▶ Objective:
Give back all the data exactly, line by line.

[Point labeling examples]
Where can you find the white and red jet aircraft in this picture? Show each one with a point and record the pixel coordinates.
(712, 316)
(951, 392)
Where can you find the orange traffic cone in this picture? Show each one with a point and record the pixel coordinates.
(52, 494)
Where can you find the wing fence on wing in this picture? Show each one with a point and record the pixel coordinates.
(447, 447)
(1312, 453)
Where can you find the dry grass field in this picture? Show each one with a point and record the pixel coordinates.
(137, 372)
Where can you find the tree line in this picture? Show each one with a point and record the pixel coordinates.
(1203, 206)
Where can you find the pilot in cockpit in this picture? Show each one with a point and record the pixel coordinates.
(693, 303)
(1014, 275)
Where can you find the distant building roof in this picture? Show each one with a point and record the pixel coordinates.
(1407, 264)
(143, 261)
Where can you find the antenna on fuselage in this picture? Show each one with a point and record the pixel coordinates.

▶ Answer to this exercise:
Where can you find the white and red jet aircraft in this picture? Show each one with a point and record the pixel coordinates.
(712, 316)
(951, 392)
Where can you find the orange traffic cone in this picture? Show each one with a point and record the pixel coordinates.
(52, 494)
Where can you find the wing fence on wing in this picture? Show each one with a point and record the pixel coordinates.
(447, 447)
(1312, 453)
Where can you find the dry grass field in this picture? Show each one with a point and record the pixel coordinates.
(137, 372)
Where can you find the tree line in this picture? Show each one with a point and record the pixel coordinates.
(1203, 206)
Where can you find the pilot in cockpit in this picture? Show each one with a point and record the pixel coordinates.
(693, 303)
(1014, 275)
Where can you find the distant building roof in this picture? Show each one with a point and record the pixel coordinates.
(1407, 264)
(143, 261)
Where can you find the antenna on fuselage in this picture? Show each one with a point and record the pixel coordinates.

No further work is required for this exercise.